======== Text passage ========

Frederick John Niven, (March 31, 1878 – January 30, 1944) was a Canadian novelist of Scottish heritage. A prolific author, he produced over thirty works of fiction, an autobiography, poetry, essays, and pieces of journalism.

Biography

Early life
Niven was born in Valparaiso, Chile on 31 March 1878, the youngest of three children. His father manufactured sewed muslin, while his mother was a Calvinist born in Calcutta. When he reached school age, he accompanied his mother to Scotland. He was educated at Hutcheson's Grammar School, Glasgow, where his heart trouble prevented him from swimming. First employed in his father's factory, he later worked as a librarian in Glasgow and Edinburgh, and also had employment in a jewelry shop. He attended the Glasgow School of Art during the evening for two years. On the advice of a doctor, in his late teens Niven moved to the drier climate of the Okanagan Valley in British Columbia. He worked on a railroad near Savona and dug ditches in Vancouver. When he was twenty years old, he spent a summer tramping in southern British Columbia, later portrayed in Wild Honey. His return to Scotland was aboard a cattleboat from Montreal, a setting recreated in S. S. Glory (1915).

After his arrival, he contributed western sketches to the Glasgow Weekly Herald, and later, to The Pall Mall Magazine, eventually becoming a journalist. His first novel, Lost Cabin Mine (1908), was a Western published serially in The Popular Magazine. His second, The Island of Providence (1910), a historical romance of 17th century Devon, contained scenes replete with pirates and buccaneers. His first foray into realistically depicting Scottish life was A Wilderness of Monkeys (1911).

========

## [Short task 1]
Answer these questions about the Frederick Niven biography, using only what it states:
(a) In what city and country was Niven born?
(b) What kept him from swimming at Hutcheson's Grammar School?
(c) In which publication did his first novel appear serially?
## [Short task 2]
List every periodical named in the Frederick Niven biography.
## [Short task 3]
Carry on the Frederick Niven biography from its final sentence.

======== Data records ========

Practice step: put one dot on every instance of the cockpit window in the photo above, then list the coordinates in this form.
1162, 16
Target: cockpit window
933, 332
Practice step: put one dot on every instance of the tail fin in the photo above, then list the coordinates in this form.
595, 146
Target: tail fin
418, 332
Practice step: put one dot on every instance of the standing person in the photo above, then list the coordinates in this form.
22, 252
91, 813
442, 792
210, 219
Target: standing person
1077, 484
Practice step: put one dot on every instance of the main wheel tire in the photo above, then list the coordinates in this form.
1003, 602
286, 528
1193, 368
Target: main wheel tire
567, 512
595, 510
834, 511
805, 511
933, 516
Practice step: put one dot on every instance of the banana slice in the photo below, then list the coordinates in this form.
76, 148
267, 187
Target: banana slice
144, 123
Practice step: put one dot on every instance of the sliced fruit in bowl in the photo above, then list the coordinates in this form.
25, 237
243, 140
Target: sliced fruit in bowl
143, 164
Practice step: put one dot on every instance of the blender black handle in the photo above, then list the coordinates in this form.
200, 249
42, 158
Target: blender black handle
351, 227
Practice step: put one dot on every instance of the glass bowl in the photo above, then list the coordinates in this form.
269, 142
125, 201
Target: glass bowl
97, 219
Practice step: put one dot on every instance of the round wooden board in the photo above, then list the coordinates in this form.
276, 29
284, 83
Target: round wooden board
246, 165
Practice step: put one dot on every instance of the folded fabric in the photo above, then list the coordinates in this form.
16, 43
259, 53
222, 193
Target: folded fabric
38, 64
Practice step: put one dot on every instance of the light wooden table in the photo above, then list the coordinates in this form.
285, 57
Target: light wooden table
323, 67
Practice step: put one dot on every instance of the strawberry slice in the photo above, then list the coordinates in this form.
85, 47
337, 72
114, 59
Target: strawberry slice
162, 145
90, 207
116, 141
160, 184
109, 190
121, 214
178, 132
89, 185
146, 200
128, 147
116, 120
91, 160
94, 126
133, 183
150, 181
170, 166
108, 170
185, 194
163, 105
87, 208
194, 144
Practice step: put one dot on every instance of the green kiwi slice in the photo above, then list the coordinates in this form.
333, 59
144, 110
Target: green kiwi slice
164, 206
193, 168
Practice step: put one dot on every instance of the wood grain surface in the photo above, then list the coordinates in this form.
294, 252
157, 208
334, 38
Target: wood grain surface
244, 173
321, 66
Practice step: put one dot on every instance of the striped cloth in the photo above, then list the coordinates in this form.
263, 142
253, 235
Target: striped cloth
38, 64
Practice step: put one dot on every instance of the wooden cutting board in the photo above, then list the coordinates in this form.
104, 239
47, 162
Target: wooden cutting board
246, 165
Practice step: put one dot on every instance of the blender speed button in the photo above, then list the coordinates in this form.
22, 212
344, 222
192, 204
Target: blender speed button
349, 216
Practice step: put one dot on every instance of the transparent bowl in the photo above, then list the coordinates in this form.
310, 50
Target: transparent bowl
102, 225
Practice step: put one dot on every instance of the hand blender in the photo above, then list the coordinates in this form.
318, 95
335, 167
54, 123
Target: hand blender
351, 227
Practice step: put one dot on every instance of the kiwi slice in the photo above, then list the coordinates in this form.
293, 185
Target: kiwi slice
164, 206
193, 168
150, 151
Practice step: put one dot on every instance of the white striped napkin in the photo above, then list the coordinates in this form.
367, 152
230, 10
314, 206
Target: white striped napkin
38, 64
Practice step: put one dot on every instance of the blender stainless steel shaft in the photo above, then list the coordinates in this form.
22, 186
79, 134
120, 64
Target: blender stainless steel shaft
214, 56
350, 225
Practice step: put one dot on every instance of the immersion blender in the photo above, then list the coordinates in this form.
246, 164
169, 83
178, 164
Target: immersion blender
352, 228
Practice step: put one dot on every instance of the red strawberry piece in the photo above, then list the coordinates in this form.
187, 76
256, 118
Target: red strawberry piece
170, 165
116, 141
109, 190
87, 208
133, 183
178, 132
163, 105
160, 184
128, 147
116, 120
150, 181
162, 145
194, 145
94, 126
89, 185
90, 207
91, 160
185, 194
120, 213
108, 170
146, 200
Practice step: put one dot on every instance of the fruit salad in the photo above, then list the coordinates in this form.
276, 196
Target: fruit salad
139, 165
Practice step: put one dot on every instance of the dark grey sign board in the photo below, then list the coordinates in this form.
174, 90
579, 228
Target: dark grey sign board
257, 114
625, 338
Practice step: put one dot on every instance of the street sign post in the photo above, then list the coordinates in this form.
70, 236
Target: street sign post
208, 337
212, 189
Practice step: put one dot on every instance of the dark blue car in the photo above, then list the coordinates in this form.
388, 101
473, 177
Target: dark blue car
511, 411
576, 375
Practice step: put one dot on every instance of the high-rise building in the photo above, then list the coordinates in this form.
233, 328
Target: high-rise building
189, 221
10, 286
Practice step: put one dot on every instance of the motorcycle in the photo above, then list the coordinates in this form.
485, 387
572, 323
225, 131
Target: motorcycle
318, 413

========

## [Written response 1]
(a) Valparaiso, Chile
(b) His heart trouble
(c) The Popular Magazine

## [Written response 2]
Glasgow Weekly Herald
The Pall Mall Magazine
The Popular Magazine

## [Written response 3]
In 1911, Niven married Mary Pauline Thorne-Quelch, a journalist fifteen years his junior. In 1912 and 1913 the couple spent several months travelling in Western Canada prior to returning to London before WWI. Niven was rejected for military service due to his heart condition. He spent the war working for the Ministry of Food and the War Office. This period, the years 1913 to 1920, was most productive, and included the publication of Justice of the Peace (1914), which many, including his wife, consider to be his finest novel. His first volume of poetry, Maple Leaf Songs, appeared in 1917.

British Columbia

In 1920, Niven and his wife settled permanently on Willow Point, near Nelson, British Columbia, on the shores of Kootenay Lake. Starting in this decade, Niven traveled extensively, learning sign language from the Blackfoot people at Calgary, and also went farther abroad, to South America, the Yukon, and Hawaii. The year 1923 saw the publication of the Western The Wolfer, a novel Niven described as written partly for fun and partly for money. He produced articles for Canadian Magazine, The Dalhousie Review, and Saturday Night. He now solely lived by his writing. In 1927, he published Wild Honey (UK Queer Fellowes), an account of hobo life, which the writer Charles Lillard later described as one of three best early novels of British Columbia. Two years later, he put forth a pair of non-fiction books, The Story of Alexander Selkirk, and Canada West, a historical account of western Canada. One disadvantage of living in British Columbia was that his reputation in England began to decline.

The 1930s witnessed some of Niven's best Scottish novels, including The Three Marys (1930), The Paisley Shawl (1931), and the Staff at Simson's (1937). The first novel in his Canadian historical trilogy, The Flying Years, appeared in 1935. He collaborated with the artist Walter J. Phillips to produce Colour in the Canadian Rockies (1937). Niven published in 1938 a series of autobiographical essays entitled Coloured Spectacles. His trilogy continued with Mine Inheritance (1940), and the posthumously published The Transplanted (1944).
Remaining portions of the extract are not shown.